## EXTRACT PROVIDED
CUMBERLAND — If a petition succeeds in forcing a referendum to challenge a plan to upgrade Foreside Road (Route 88), the referendum will be held March 2, 2010, Town Manager Bill Shane said on Monday.

If voters support the Town Council’s Dec. 14 decision to borrow up to $4.5 million for the work, bids will be opened 10 days after the referendum, Shane said, and the project will proceed as scheduled next spring.

The Town Council voted unanimously Dec. 14 for the Foreside Road shoulder and drainage improvement project. The next morning, Jim Higgins of Hedgerow Drive requested a petition to begin the process to send the council’s action to a referendum. The Cumberland Taxpayers Association co-founder has 30 days to return the petition to Town Clerk Nadeen Daniels, signed by at least 10 percent, or about 570, of the town’s registered voters.

## MATERIAL PROVIDED
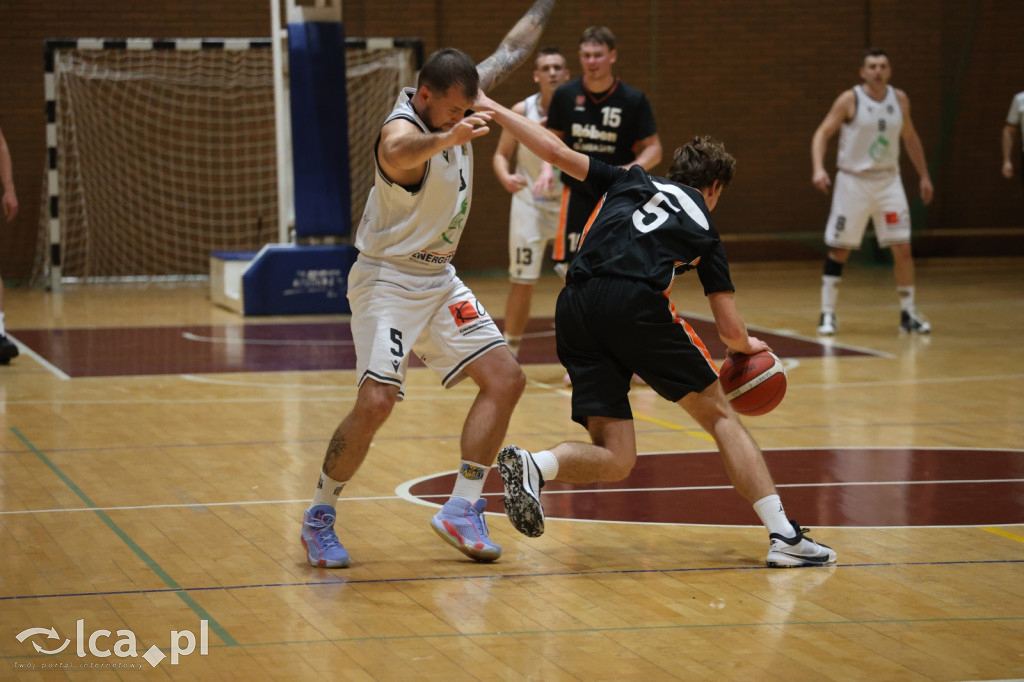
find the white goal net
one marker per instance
(161, 152)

## WHAT YOU NEED TO DO
Proceed with the news article about the Foreside Road (Route 88) improvement project and the referendum petition, starting after its final sentence.

## THE RESPONSE
Higgins referred last week to a recent financial impact analysis report produced for the town, stating that town spending increased 78 percent from 2001 to 2008 and that Cumberland’s bond indebtedness has risen from about $3 million in 2001 to $10 million.

On Monday, though, Shane said that while municipal spending – one of several budget categories – did rise 78 percent during that time, from $4.7 million to $8.4 million, the operating expense per dwelling unit increased only 48 percent, from nearly $4,600 to almost $6,800. From fiscal 2008 to 2010, municipal spending has declined 12 percent, and the operating expense per dwelling unit has decreased 10 percent, to about $6,100, according to the report.

Meanwhile, total revenue increased 51 percent from $12.9 million in fiscal 2001 to $19.4 million in fiscal 2008, while revenue per dwelling unit has increased 34.1 percent, from about $5,000 to approximately $6,800.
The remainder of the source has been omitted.